> [EXERCISE MATERIAL]:
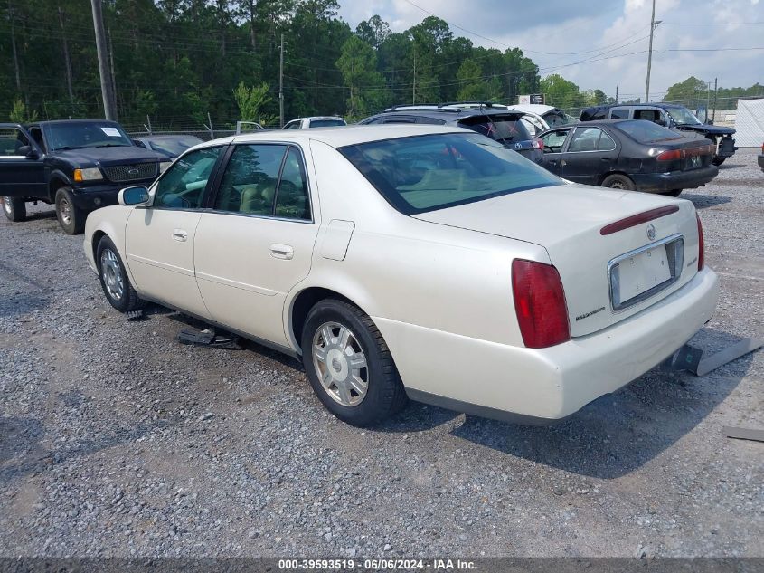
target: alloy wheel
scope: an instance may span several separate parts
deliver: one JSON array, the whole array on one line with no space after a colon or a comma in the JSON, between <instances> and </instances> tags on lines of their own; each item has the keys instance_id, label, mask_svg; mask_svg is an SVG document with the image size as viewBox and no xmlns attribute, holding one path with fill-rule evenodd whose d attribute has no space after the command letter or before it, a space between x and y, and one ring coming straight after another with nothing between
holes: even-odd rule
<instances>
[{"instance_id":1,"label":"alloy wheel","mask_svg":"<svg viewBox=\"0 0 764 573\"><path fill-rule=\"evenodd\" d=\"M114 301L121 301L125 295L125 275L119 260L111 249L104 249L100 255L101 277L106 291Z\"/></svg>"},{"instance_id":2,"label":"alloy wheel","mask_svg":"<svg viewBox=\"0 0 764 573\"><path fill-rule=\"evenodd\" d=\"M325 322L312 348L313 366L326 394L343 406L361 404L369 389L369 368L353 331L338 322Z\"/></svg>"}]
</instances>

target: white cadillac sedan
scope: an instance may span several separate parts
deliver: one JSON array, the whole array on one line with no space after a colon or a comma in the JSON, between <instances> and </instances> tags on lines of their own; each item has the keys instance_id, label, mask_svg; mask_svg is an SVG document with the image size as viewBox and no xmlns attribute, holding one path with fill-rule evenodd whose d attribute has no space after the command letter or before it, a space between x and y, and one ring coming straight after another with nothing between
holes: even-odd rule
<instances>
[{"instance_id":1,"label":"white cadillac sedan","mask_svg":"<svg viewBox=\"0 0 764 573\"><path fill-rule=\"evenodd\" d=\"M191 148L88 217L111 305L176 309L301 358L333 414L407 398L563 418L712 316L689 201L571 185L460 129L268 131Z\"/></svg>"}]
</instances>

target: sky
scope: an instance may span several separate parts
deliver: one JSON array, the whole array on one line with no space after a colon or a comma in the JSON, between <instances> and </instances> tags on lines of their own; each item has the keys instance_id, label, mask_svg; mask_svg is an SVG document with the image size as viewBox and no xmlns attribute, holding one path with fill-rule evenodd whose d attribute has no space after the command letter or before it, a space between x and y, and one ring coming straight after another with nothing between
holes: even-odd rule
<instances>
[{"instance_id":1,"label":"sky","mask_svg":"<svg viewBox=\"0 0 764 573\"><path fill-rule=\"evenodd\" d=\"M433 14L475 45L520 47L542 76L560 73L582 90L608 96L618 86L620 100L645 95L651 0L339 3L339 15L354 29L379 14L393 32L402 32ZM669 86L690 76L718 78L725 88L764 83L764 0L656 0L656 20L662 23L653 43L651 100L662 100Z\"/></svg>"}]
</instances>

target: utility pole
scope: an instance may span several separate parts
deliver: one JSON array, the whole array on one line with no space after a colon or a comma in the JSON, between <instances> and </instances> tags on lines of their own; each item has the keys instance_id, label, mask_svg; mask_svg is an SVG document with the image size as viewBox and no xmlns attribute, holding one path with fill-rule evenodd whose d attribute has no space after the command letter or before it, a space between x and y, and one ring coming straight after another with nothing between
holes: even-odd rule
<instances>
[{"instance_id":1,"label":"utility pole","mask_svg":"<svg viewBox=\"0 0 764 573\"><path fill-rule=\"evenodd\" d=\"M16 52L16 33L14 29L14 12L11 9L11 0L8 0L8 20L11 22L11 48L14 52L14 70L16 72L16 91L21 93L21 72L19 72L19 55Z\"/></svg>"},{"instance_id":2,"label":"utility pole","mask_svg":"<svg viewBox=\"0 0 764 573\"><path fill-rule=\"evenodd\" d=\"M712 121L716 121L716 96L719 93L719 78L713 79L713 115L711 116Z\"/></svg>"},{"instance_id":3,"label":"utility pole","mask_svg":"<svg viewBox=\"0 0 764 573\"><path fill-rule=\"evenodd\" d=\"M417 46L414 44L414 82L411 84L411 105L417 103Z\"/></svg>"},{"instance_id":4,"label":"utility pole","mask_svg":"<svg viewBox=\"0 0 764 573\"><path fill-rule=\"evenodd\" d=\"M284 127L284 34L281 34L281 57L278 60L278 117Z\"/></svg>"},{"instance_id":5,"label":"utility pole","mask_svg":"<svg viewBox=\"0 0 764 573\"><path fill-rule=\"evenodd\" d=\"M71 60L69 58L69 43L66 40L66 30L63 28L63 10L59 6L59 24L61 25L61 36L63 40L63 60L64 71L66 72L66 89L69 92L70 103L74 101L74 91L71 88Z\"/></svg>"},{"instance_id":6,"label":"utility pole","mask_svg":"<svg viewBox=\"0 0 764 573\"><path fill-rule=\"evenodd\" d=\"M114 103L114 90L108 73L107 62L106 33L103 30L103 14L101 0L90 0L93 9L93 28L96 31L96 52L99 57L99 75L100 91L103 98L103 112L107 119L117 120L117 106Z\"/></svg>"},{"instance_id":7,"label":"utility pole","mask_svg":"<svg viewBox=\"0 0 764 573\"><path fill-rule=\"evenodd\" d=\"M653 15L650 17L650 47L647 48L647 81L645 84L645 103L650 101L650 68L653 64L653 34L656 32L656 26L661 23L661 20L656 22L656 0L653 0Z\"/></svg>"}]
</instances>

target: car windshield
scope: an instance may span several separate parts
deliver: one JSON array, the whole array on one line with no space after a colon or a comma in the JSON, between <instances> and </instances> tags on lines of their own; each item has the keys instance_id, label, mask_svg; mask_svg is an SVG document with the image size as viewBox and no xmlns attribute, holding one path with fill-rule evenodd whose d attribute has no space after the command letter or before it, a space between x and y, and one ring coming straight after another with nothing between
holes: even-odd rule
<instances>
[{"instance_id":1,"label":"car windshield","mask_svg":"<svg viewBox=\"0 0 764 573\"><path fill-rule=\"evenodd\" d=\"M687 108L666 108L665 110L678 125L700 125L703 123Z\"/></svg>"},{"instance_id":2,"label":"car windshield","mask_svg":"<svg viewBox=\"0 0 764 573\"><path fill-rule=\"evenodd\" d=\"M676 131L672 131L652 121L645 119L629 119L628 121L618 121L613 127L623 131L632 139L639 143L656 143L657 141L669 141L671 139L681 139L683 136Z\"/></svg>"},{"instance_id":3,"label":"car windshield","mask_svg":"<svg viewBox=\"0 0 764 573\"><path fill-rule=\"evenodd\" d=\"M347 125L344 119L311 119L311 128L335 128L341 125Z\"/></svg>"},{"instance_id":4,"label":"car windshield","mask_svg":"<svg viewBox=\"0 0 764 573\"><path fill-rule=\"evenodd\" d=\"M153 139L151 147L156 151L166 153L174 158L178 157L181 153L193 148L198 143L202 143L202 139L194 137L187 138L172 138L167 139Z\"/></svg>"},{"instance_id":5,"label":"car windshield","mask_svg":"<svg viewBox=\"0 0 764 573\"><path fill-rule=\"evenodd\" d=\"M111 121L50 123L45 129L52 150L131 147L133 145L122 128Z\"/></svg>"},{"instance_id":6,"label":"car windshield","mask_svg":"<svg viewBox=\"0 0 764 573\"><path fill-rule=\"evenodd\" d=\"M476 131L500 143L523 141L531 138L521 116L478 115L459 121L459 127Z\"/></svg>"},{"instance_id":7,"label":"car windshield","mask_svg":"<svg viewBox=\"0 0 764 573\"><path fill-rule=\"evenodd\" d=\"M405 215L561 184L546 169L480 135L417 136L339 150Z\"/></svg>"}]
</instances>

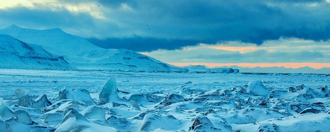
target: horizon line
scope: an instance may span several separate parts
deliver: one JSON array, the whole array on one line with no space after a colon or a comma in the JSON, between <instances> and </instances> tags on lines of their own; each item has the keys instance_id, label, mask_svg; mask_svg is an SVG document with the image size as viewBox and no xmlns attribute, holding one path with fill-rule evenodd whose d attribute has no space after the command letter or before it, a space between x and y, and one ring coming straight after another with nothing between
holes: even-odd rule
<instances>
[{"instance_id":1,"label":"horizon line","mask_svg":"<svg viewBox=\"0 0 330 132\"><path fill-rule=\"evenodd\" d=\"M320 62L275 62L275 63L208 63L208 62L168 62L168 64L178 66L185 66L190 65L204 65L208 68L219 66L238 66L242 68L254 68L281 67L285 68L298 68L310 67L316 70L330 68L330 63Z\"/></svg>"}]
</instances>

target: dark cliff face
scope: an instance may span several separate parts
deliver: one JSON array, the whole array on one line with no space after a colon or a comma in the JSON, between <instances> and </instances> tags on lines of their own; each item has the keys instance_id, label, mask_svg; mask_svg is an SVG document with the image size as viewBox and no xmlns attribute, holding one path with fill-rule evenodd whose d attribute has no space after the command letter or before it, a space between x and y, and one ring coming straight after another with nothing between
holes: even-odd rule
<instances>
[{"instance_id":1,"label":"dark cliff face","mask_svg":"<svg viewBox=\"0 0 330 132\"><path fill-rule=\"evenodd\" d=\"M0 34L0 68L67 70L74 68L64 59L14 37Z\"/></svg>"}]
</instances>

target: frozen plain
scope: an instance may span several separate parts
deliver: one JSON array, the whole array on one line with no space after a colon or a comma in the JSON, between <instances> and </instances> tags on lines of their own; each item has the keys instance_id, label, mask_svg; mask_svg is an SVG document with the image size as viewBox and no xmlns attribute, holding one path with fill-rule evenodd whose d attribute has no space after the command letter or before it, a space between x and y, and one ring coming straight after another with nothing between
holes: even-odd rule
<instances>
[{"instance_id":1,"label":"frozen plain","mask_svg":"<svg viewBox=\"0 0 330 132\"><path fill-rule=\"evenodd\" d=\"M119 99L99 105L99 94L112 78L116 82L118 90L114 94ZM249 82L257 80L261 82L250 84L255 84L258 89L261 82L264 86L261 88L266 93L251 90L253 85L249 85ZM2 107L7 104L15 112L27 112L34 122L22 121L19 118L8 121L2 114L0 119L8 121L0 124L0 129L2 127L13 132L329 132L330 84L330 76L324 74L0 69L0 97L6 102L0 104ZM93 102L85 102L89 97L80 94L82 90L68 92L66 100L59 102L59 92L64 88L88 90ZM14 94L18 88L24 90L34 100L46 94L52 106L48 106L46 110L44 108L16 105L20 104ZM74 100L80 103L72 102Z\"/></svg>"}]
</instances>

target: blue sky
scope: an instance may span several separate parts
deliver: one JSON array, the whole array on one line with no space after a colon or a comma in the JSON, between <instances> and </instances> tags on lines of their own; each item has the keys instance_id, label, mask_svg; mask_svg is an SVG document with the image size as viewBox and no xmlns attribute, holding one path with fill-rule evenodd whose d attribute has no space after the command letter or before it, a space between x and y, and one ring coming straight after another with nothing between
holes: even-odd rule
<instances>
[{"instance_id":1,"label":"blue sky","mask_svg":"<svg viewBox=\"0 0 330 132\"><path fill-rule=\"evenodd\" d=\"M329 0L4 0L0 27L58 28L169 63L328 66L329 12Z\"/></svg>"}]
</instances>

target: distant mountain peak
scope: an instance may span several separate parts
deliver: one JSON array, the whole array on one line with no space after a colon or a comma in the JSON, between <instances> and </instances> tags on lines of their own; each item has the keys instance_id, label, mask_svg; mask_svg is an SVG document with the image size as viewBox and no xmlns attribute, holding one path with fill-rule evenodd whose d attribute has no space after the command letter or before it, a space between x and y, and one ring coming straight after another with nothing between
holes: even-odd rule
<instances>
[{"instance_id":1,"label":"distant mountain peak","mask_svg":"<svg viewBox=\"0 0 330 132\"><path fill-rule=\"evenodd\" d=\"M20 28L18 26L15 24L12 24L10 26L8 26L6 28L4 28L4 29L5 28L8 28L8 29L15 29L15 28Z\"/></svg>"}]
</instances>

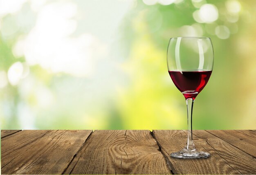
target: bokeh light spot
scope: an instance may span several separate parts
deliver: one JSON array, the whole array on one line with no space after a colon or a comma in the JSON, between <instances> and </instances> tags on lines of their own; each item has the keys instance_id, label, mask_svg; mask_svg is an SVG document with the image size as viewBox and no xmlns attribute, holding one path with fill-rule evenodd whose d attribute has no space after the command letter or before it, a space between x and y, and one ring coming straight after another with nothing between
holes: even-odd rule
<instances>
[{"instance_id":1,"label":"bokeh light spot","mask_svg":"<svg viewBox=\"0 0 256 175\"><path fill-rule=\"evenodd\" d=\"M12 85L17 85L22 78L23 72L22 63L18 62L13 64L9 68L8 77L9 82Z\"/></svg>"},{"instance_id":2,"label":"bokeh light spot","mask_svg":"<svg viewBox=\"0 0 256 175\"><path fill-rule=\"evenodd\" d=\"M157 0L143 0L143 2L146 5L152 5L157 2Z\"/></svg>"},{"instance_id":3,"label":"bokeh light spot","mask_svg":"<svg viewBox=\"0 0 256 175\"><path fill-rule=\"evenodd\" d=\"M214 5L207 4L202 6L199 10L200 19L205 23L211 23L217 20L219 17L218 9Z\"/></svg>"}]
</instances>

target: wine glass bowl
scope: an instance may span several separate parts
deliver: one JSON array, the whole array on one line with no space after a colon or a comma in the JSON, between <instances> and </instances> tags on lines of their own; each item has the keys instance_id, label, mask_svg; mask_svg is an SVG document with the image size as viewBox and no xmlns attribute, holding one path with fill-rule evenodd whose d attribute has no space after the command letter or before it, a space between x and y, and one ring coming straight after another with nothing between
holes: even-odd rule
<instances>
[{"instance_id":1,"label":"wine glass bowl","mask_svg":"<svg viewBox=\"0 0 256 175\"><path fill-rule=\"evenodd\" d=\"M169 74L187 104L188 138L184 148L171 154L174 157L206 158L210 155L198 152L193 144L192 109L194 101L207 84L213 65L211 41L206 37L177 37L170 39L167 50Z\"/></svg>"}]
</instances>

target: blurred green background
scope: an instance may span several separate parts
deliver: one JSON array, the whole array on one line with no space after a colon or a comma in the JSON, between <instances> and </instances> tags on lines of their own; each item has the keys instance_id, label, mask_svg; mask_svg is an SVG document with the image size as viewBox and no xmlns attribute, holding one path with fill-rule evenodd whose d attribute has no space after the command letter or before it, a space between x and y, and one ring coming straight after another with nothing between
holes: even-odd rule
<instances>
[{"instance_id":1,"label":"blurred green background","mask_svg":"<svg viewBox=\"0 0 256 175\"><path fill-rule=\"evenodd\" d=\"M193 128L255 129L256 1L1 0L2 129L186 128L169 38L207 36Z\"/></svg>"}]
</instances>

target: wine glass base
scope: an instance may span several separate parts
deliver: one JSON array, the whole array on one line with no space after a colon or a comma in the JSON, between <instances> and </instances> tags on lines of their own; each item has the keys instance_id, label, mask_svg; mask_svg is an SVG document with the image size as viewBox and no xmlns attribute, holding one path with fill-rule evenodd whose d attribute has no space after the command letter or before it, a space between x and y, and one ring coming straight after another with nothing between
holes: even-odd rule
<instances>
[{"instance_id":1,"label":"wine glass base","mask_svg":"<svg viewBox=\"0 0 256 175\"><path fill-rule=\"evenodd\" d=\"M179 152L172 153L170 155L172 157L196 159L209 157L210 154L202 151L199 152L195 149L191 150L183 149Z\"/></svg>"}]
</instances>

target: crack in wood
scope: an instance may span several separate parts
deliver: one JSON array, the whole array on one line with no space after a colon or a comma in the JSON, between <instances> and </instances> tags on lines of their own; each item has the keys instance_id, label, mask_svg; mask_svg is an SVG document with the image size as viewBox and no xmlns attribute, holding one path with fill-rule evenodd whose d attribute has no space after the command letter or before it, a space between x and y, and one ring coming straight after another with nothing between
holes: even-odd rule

> [TASK STATEMENT]: Copy the listing verbatim, starting at the line that contains "target: crack in wood" and ending at the end of the listing, with both ends included.

> [SOLUTION TO THIS TASK]:
target: crack in wood
scope: an instance may span several separate parts
deliver: one JSON array, the whole array on one line with no space after a colon or a comma in the JSON, between <instances> and </instances> tags on lines of their own; each item has the keys instance_id, label, mask_svg; mask_svg is an SVG document with the image size as viewBox and no xmlns attribute, holding one path with fill-rule evenodd whose d attribute has no space after the command letter or before it, a space between x and y, and one ring coming straight after another with nothing between
holes: even-odd rule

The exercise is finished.